_DO THIS_. Return each line of the records below that includes the string "painted".
------ DATA EXTRACT ------
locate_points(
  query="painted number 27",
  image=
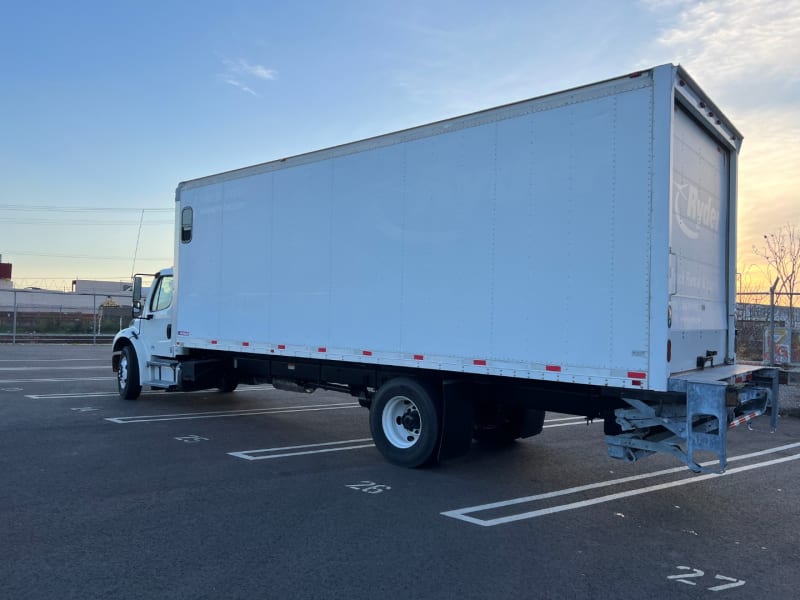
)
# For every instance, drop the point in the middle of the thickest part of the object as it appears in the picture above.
(369, 487)
(697, 574)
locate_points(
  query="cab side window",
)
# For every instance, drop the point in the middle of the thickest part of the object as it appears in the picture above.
(162, 297)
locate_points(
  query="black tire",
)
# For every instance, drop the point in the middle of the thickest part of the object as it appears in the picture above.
(128, 382)
(405, 420)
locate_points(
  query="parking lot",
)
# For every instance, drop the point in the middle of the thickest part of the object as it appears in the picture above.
(261, 493)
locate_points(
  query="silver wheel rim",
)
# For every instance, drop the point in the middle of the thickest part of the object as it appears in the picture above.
(401, 422)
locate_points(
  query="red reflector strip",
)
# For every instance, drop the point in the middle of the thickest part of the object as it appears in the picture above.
(744, 419)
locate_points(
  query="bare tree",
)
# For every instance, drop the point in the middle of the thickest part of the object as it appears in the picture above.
(781, 251)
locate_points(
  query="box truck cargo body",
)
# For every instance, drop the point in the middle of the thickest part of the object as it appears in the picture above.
(573, 252)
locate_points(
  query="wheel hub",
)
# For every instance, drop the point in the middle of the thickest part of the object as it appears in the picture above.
(410, 420)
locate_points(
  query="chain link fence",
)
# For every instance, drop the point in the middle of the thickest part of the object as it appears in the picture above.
(40, 316)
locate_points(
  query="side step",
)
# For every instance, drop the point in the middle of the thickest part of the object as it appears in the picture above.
(705, 407)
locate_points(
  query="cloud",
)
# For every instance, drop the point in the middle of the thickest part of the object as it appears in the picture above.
(242, 67)
(243, 75)
(735, 42)
(238, 84)
(745, 54)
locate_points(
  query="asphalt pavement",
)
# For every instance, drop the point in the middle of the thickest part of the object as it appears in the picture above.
(267, 494)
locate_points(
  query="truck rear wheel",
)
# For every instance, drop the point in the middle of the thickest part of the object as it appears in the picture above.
(128, 382)
(404, 419)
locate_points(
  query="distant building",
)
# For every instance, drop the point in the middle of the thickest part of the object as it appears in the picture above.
(89, 286)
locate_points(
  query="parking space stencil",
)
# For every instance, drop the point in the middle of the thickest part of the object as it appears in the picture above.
(697, 574)
(368, 487)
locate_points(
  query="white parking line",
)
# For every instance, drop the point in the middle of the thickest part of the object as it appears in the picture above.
(232, 413)
(268, 453)
(29, 360)
(250, 388)
(463, 513)
(57, 380)
(74, 395)
(104, 367)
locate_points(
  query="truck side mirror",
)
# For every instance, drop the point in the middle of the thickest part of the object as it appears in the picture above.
(137, 295)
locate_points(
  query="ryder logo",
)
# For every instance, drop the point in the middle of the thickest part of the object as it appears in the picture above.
(691, 212)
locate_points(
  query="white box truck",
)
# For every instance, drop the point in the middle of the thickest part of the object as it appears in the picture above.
(573, 253)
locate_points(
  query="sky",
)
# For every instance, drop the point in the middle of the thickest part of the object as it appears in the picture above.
(106, 106)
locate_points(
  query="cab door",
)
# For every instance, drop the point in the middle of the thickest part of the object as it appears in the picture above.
(156, 324)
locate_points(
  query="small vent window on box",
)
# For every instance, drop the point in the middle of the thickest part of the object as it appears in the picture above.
(187, 219)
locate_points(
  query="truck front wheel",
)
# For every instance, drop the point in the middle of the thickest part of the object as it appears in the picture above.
(404, 419)
(128, 382)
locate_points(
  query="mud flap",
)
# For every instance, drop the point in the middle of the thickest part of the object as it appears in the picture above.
(458, 414)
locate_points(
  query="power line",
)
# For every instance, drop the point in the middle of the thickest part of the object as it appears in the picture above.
(78, 223)
(76, 256)
(50, 208)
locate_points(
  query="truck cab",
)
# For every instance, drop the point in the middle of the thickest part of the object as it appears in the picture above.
(143, 353)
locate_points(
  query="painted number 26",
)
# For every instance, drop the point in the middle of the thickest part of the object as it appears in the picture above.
(369, 487)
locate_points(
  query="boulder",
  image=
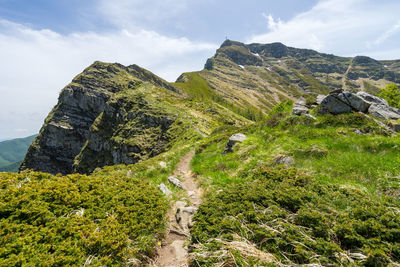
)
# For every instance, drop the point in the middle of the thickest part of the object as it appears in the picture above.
(163, 188)
(331, 104)
(236, 138)
(371, 99)
(184, 217)
(320, 98)
(300, 107)
(344, 102)
(384, 112)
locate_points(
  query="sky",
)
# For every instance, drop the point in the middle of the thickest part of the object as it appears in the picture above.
(45, 43)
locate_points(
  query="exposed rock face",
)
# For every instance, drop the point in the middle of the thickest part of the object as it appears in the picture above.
(97, 117)
(236, 138)
(300, 107)
(371, 99)
(343, 103)
(384, 112)
(66, 129)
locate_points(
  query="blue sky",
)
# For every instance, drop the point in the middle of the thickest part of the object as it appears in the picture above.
(45, 43)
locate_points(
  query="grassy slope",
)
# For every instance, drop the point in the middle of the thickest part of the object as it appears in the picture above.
(338, 203)
(12, 151)
(115, 216)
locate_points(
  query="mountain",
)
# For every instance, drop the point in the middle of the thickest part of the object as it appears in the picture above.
(220, 168)
(261, 75)
(12, 152)
(112, 114)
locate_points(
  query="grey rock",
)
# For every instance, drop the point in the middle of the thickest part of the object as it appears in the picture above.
(173, 180)
(320, 98)
(163, 188)
(384, 112)
(344, 102)
(310, 116)
(236, 138)
(332, 104)
(184, 217)
(357, 131)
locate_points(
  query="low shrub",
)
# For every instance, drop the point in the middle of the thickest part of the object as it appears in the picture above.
(300, 221)
(58, 221)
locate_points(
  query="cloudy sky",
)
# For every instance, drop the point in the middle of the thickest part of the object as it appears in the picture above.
(45, 43)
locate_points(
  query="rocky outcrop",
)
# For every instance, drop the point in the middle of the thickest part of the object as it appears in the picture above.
(236, 138)
(345, 102)
(300, 107)
(97, 119)
(66, 128)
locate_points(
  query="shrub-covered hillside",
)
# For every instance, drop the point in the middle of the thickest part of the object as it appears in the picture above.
(336, 203)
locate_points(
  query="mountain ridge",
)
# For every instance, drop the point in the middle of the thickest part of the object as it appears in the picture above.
(242, 80)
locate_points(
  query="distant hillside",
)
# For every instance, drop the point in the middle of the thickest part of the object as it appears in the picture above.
(12, 152)
(259, 76)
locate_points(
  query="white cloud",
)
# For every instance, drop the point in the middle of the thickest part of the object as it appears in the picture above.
(131, 13)
(343, 27)
(37, 64)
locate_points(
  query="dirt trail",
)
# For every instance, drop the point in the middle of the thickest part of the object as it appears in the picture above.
(173, 252)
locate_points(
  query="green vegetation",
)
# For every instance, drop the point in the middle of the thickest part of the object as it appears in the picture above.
(391, 93)
(335, 202)
(338, 203)
(12, 152)
(102, 219)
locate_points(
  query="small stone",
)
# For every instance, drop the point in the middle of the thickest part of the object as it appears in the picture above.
(371, 99)
(236, 138)
(173, 180)
(184, 216)
(320, 98)
(384, 112)
(164, 189)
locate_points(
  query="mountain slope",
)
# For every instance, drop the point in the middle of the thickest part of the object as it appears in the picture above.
(314, 189)
(112, 114)
(13, 152)
(258, 76)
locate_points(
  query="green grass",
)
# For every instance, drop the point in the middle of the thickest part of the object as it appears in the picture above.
(68, 220)
(124, 214)
(336, 200)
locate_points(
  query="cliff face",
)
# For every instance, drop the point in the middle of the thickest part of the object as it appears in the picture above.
(98, 95)
(111, 114)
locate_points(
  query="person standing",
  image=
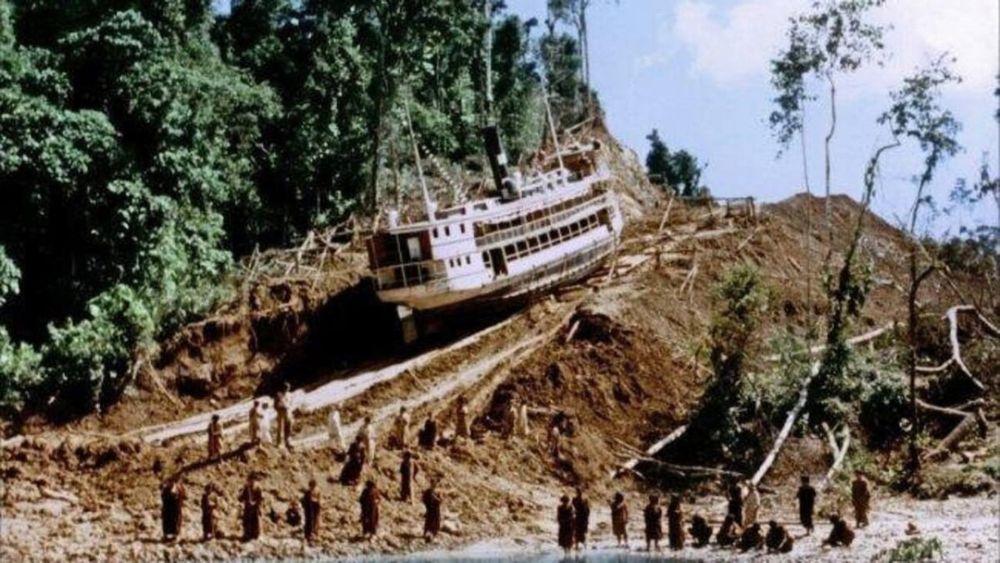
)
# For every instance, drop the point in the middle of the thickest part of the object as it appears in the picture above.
(172, 496)
(619, 519)
(581, 519)
(861, 496)
(462, 418)
(807, 502)
(214, 438)
(209, 527)
(401, 429)
(310, 510)
(428, 434)
(407, 473)
(751, 505)
(335, 430)
(653, 516)
(251, 498)
(432, 512)
(566, 522)
(675, 523)
(253, 423)
(369, 502)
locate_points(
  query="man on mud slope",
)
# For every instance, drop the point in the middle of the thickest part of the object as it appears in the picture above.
(567, 523)
(172, 496)
(807, 503)
(310, 510)
(581, 519)
(214, 438)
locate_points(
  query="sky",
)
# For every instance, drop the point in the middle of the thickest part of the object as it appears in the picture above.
(697, 70)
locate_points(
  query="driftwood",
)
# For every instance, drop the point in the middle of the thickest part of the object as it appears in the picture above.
(970, 423)
(787, 428)
(839, 454)
(650, 451)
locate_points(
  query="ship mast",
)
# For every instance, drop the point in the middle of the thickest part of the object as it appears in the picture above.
(552, 125)
(428, 204)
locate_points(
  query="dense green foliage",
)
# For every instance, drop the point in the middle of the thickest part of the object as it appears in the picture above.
(679, 171)
(146, 146)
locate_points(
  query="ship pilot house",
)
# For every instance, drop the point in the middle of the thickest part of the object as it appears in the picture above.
(550, 226)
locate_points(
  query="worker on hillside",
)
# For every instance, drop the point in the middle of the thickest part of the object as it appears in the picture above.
(284, 420)
(778, 539)
(653, 516)
(675, 523)
(841, 535)
(751, 504)
(367, 434)
(807, 503)
(523, 424)
(752, 538)
(401, 429)
(209, 527)
(462, 418)
(581, 519)
(310, 509)
(729, 532)
(567, 523)
(355, 464)
(214, 438)
(407, 473)
(861, 496)
(172, 496)
(736, 495)
(700, 530)
(432, 512)
(251, 497)
(428, 434)
(369, 502)
(619, 519)
(253, 423)
(335, 430)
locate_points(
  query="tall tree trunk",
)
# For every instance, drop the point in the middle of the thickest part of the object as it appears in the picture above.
(826, 168)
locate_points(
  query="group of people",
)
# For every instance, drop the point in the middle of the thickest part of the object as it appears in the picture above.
(740, 529)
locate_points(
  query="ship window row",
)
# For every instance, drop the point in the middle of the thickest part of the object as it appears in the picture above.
(447, 230)
(548, 239)
(489, 228)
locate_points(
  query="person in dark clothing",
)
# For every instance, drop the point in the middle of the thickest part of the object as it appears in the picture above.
(675, 523)
(729, 532)
(310, 509)
(778, 539)
(581, 519)
(408, 470)
(653, 516)
(172, 496)
(752, 538)
(619, 519)
(807, 503)
(432, 512)
(428, 434)
(369, 501)
(209, 527)
(841, 535)
(735, 508)
(566, 522)
(252, 498)
(356, 457)
(700, 531)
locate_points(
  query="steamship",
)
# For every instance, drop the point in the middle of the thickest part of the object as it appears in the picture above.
(549, 227)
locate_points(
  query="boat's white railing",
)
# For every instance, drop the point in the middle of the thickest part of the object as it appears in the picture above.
(564, 261)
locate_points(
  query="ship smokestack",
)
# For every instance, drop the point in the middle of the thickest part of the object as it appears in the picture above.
(496, 154)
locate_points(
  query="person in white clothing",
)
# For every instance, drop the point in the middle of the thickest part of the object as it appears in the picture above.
(335, 429)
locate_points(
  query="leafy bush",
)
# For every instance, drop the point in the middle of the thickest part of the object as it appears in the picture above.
(884, 405)
(914, 549)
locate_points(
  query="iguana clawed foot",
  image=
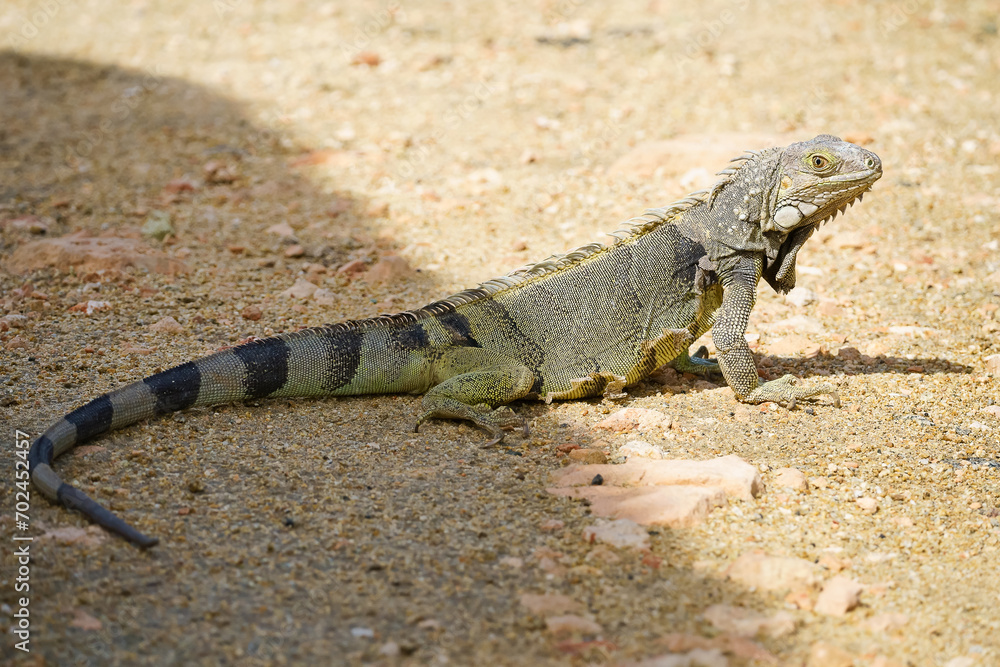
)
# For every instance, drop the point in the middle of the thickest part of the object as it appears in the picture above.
(784, 391)
(495, 422)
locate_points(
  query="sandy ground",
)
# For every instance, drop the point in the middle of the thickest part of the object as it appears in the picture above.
(469, 139)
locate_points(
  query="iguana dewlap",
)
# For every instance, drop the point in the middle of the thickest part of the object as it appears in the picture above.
(581, 324)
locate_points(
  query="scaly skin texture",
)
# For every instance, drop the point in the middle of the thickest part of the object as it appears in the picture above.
(593, 321)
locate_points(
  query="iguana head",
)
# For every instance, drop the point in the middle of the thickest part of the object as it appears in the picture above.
(817, 179)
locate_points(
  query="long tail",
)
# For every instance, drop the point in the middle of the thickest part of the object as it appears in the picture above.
(307, 363)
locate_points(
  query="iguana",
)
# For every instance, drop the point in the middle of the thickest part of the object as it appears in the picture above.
(592, 321)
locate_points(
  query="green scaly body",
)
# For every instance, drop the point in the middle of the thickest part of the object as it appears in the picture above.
(590, 322)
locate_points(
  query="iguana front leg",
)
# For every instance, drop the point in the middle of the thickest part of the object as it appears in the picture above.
(475, 385)
(735, 359)
(696, 364)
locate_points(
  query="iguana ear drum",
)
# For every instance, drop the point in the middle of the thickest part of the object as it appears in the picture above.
(787, 217)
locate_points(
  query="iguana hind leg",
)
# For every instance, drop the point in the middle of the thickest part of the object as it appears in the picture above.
(784, 391)
(478, 395)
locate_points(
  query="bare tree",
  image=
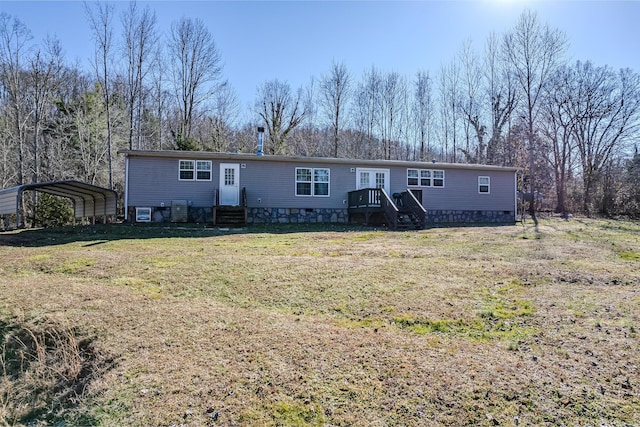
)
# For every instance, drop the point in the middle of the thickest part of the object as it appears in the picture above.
(196, 68)
(101, 24)
(335, 89)
(471, 105)
(423, 112)
(139, 43)
(392, 111)
(366, 110)
(281, 111)
(606, 107)
(557, 127)
(449, 90)
(502, 96)
(534, 51)
(45, 75)
(14, 39)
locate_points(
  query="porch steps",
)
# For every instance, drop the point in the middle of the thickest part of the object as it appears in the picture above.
(230, 216)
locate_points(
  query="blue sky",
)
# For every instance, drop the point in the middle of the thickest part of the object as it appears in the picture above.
(295, 40)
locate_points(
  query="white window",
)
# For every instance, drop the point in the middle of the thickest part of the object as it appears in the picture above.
(198, 170)
(143, 214)
(425, 178)
(312, 182)
(203, 170)
(412, 177)
(484, 184)
(438, 178)
(187, 168)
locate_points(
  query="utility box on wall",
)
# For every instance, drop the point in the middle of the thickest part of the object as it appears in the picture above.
(179, 211)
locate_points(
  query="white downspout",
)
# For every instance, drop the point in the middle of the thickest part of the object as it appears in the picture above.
(126, 188)
(515, 196)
------
_REPLY TO THE EXERCISE_.
  query="painted number 27",
  query="painted number 26",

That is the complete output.